Please list each line in the entries below that contains the word "conditioner".

------ DATASET

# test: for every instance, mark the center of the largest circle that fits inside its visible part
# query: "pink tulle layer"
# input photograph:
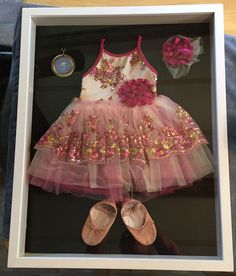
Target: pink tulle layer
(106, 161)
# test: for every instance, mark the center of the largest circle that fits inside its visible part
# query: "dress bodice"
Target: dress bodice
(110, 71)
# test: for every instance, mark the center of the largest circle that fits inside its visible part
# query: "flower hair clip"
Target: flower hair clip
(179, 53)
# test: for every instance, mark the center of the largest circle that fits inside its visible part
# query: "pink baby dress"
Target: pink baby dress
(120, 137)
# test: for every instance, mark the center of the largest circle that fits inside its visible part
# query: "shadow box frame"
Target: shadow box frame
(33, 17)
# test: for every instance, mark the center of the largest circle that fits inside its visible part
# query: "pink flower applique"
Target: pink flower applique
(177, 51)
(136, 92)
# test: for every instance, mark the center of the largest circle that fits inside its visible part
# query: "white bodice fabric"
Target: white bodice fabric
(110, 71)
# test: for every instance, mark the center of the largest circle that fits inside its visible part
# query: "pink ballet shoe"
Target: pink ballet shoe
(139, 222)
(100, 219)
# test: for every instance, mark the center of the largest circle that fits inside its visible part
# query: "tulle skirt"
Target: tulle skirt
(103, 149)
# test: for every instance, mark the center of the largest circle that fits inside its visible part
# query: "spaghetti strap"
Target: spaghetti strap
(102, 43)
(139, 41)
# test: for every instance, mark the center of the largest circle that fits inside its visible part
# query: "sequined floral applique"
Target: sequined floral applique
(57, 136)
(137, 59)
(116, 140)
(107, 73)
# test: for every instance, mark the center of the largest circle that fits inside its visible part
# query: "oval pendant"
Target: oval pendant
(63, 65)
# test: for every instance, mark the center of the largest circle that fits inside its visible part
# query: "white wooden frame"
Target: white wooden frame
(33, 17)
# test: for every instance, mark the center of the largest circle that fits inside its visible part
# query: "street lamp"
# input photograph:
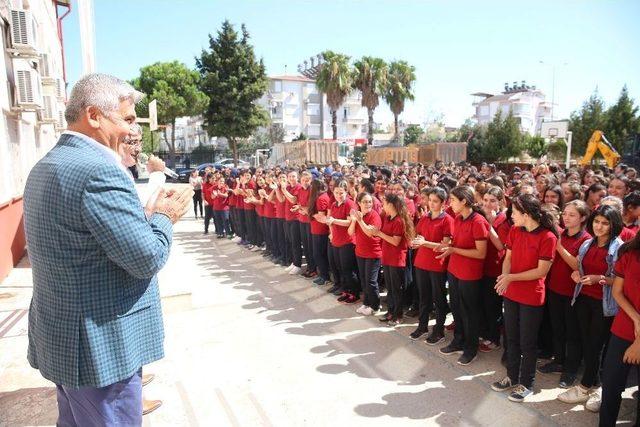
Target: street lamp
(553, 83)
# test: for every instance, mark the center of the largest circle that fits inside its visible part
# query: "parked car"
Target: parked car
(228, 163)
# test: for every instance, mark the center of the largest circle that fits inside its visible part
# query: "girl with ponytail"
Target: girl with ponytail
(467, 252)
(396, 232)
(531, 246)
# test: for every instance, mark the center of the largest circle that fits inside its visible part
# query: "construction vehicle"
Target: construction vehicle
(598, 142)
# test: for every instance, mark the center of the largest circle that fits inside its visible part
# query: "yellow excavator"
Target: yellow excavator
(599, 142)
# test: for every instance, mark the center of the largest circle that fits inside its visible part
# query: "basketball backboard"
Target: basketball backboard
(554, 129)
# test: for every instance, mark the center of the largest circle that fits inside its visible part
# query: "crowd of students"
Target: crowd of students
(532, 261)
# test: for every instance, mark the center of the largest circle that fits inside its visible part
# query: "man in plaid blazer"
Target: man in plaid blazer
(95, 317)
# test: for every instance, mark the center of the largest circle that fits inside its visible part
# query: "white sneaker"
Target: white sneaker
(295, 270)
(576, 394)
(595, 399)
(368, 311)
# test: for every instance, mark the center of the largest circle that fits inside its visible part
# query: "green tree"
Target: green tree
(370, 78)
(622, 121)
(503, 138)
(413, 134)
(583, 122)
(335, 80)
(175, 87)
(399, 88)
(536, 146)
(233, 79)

------------
------ DATASET

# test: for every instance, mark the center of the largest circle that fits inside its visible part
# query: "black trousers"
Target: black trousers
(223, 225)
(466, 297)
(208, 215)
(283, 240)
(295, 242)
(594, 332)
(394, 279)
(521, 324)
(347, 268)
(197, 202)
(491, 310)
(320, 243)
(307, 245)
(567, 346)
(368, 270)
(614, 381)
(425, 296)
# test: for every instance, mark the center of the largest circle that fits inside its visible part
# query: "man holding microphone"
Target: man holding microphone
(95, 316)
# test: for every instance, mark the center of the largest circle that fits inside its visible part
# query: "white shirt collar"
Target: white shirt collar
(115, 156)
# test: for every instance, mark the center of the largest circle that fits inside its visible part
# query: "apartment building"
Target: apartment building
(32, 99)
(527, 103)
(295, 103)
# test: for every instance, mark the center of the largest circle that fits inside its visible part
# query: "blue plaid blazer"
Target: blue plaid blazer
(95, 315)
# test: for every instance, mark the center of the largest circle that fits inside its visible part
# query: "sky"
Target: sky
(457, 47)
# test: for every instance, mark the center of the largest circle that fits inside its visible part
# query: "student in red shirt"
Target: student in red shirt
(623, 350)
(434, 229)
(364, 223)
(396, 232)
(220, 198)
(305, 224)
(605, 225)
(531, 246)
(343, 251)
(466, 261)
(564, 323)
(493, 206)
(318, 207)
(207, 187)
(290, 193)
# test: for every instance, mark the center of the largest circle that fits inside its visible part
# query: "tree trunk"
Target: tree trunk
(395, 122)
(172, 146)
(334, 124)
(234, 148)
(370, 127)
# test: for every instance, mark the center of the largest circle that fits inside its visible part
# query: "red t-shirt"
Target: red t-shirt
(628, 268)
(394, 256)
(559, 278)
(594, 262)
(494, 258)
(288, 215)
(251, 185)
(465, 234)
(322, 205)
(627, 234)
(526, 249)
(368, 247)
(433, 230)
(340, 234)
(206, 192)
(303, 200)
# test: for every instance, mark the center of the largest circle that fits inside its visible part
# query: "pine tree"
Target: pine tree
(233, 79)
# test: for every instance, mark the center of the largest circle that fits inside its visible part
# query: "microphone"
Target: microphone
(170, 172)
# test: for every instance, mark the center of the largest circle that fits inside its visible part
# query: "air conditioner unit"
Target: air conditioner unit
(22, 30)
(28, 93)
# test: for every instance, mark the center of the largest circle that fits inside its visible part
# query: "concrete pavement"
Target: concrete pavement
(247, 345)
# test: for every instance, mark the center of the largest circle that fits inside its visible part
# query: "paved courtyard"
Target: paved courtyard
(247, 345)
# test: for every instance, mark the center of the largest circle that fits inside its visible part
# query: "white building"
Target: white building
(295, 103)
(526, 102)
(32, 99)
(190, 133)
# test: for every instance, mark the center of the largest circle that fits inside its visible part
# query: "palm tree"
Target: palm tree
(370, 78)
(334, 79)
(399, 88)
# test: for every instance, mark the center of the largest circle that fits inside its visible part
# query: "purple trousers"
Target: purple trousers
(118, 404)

------------
------ DATASET

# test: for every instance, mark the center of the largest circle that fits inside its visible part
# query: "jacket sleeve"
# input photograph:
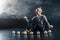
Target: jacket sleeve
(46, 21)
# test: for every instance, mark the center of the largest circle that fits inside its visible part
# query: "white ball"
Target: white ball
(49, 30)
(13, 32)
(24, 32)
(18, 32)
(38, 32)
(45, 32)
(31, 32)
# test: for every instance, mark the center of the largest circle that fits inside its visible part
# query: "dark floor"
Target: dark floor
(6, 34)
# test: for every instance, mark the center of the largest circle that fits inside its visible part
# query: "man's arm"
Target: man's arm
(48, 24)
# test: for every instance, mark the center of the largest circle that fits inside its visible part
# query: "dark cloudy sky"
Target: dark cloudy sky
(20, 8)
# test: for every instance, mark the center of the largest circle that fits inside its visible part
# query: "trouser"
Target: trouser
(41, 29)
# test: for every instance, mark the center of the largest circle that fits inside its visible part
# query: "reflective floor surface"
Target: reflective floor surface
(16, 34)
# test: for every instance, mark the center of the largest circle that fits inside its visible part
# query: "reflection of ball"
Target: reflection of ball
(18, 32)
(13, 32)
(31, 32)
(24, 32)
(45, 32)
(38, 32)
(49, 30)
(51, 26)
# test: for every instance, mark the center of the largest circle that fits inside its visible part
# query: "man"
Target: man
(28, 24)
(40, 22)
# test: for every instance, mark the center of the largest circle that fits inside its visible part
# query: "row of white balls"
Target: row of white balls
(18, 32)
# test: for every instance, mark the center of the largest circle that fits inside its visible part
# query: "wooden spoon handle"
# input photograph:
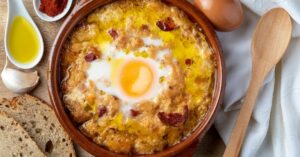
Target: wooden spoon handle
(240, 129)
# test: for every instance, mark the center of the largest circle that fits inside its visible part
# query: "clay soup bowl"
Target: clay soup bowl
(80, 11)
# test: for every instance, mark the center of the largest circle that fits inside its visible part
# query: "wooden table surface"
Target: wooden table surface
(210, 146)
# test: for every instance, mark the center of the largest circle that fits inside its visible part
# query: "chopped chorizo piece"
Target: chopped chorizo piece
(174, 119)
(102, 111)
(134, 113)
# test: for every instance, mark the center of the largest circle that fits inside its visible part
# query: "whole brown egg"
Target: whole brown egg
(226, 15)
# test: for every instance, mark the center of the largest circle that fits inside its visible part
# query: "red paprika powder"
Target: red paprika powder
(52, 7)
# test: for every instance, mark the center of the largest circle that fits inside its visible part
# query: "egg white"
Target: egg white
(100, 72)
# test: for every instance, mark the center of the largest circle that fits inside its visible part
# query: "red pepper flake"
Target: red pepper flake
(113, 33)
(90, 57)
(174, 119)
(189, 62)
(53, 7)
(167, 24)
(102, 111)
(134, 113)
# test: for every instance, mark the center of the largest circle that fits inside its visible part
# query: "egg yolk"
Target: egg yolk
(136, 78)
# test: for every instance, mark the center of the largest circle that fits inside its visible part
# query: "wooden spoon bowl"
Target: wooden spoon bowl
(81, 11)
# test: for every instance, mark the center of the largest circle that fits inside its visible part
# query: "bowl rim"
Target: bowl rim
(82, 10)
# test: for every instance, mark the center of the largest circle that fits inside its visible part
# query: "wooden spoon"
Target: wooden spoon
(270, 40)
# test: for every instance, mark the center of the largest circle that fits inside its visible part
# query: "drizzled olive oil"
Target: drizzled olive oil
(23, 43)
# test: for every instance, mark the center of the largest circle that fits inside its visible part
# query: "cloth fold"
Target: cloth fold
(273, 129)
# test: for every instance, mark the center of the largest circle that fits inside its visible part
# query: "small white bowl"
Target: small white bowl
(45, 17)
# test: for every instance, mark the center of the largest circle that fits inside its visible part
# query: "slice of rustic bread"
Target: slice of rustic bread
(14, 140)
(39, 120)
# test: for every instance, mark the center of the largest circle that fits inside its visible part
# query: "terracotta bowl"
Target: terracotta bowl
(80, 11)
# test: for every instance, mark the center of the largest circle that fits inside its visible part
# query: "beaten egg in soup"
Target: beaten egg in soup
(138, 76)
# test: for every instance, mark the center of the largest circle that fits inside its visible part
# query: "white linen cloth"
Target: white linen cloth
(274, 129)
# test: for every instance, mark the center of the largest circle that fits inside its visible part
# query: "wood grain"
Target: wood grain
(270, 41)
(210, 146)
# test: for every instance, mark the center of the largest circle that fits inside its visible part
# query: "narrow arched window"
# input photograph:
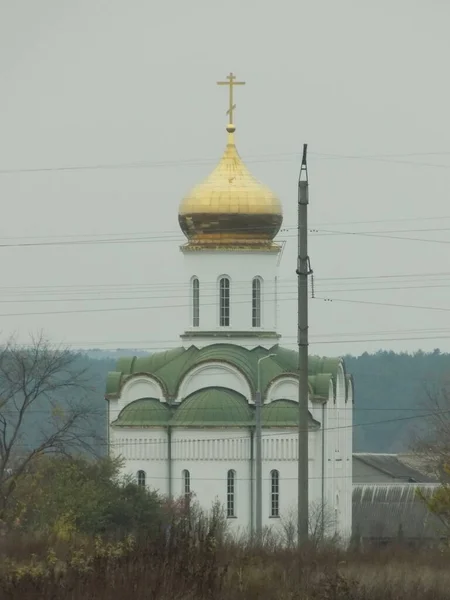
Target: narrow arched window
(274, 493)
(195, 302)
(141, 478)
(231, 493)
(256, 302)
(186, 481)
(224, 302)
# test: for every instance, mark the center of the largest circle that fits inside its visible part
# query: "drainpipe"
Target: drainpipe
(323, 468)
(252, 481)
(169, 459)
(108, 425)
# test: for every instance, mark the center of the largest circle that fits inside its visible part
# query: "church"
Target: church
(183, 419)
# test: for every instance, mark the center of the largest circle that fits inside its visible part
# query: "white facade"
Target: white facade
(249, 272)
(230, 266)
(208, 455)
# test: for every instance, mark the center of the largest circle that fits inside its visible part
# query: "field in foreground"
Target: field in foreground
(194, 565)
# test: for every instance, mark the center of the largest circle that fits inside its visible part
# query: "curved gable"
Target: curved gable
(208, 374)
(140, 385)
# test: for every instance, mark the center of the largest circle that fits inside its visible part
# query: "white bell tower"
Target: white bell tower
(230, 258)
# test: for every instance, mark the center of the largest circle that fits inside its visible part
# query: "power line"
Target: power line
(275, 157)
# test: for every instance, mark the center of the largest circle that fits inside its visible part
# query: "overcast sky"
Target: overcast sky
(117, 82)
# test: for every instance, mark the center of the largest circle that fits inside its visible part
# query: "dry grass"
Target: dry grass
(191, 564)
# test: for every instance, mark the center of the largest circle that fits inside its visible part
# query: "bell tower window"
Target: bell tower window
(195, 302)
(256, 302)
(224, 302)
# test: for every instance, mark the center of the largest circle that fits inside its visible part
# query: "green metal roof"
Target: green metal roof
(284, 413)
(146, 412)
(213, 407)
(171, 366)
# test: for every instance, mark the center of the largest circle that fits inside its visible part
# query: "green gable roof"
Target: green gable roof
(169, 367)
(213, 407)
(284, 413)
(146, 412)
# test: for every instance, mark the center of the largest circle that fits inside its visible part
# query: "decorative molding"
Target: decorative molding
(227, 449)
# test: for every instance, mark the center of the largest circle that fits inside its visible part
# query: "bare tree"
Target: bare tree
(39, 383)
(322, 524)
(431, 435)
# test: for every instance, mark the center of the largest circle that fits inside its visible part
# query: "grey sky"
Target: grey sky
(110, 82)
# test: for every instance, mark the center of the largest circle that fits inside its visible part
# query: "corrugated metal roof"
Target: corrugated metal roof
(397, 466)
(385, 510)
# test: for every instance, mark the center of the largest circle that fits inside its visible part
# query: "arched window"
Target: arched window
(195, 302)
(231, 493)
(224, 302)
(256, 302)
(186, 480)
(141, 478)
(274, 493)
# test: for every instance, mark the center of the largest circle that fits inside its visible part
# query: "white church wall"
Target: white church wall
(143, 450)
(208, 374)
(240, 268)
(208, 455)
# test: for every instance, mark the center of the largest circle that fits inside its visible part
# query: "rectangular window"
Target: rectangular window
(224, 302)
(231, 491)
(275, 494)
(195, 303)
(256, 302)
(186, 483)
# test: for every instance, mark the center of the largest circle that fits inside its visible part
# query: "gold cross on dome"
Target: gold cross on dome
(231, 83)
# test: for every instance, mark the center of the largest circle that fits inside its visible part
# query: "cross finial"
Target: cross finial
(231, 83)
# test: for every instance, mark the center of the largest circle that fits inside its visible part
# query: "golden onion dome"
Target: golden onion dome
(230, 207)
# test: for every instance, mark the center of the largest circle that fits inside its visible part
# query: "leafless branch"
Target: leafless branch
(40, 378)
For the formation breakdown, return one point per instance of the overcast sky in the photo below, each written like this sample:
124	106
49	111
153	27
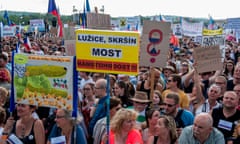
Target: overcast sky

------------

| ANSWER IN FULL |
# query: "air conditioner unit"
Target: air conditioner unit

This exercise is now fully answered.